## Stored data
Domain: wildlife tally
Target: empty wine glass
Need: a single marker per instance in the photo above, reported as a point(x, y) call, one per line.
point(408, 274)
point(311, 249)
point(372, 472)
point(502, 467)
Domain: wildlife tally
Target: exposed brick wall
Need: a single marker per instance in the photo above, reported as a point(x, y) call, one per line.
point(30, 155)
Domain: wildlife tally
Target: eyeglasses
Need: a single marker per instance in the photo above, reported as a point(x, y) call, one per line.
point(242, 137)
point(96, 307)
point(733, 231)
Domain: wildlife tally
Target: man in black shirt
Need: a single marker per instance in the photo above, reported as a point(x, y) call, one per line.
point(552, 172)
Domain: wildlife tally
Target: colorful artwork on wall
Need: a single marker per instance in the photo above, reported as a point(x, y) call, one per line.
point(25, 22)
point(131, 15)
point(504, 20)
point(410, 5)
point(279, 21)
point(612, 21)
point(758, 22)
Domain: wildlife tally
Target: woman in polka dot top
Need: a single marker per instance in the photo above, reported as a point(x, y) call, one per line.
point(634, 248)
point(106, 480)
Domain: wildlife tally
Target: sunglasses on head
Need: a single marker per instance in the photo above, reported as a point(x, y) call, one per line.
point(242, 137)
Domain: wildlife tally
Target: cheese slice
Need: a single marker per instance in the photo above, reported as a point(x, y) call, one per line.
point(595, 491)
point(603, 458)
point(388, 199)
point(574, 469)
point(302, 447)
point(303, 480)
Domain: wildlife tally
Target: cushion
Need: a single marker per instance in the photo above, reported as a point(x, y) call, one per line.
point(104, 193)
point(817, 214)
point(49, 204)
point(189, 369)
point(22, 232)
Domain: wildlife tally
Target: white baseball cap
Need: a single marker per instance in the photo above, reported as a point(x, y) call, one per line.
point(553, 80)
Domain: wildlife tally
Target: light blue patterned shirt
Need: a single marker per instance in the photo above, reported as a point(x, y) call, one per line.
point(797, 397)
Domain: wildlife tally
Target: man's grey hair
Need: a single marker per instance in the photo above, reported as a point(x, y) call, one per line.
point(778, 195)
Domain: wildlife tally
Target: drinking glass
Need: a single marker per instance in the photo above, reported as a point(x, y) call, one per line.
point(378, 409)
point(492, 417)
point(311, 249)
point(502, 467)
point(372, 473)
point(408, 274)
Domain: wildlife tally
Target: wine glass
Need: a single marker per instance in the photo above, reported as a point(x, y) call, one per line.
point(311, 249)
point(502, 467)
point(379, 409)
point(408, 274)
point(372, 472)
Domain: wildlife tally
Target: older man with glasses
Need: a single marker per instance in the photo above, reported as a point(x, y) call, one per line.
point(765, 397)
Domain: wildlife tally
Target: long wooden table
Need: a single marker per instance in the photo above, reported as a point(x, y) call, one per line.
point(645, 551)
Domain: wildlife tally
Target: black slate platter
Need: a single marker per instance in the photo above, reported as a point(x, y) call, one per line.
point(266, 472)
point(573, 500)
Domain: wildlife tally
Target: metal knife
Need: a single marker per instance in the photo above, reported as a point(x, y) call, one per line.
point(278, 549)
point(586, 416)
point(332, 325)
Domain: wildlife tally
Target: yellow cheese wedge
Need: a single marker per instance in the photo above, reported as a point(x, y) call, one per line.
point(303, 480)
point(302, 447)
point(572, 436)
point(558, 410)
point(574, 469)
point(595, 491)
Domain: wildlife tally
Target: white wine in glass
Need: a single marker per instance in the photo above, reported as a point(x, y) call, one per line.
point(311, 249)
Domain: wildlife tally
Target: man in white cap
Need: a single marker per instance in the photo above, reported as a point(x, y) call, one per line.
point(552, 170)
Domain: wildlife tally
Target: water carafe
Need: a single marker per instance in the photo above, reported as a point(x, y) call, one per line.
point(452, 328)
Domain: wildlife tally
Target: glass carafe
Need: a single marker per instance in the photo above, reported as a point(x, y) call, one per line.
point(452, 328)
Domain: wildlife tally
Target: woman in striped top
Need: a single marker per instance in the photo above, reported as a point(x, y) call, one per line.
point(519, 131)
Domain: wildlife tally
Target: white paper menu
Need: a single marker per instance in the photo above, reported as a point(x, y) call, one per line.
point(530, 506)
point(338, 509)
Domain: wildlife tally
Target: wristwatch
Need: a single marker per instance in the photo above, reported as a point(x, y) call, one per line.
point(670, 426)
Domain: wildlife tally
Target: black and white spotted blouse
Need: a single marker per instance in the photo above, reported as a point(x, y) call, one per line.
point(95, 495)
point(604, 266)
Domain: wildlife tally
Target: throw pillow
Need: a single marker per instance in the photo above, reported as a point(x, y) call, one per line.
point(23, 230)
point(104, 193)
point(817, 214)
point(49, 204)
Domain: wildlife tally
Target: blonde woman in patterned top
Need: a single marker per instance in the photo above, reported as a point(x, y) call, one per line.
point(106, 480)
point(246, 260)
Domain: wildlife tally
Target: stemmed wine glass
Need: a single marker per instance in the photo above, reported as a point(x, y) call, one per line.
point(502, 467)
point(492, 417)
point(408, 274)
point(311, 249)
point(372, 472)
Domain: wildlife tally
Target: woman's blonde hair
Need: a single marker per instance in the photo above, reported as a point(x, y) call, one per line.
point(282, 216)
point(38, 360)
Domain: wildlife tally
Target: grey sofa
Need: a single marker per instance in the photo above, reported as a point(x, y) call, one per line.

---

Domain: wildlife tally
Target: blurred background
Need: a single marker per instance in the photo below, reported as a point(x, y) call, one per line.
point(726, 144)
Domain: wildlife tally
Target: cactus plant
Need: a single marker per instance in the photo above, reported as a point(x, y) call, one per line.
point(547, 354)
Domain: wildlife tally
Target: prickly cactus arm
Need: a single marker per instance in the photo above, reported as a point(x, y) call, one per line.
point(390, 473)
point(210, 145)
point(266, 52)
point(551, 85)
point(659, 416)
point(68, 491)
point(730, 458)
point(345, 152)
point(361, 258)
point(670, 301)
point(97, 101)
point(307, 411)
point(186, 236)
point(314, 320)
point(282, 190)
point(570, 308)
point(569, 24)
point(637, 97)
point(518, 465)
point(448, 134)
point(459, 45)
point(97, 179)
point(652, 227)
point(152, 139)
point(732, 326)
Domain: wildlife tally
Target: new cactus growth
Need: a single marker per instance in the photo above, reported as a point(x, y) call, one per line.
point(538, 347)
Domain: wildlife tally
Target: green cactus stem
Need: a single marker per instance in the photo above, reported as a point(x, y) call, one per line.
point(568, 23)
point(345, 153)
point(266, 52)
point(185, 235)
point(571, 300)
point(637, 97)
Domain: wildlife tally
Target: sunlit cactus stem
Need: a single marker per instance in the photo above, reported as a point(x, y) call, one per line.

## WHAT THE TASK ASKS
Gather every line of the records that contains the word "black".

## EXERCISE RESULT
Target: man in black shirt
Target: black slate platter
Target: black and white spotted blouse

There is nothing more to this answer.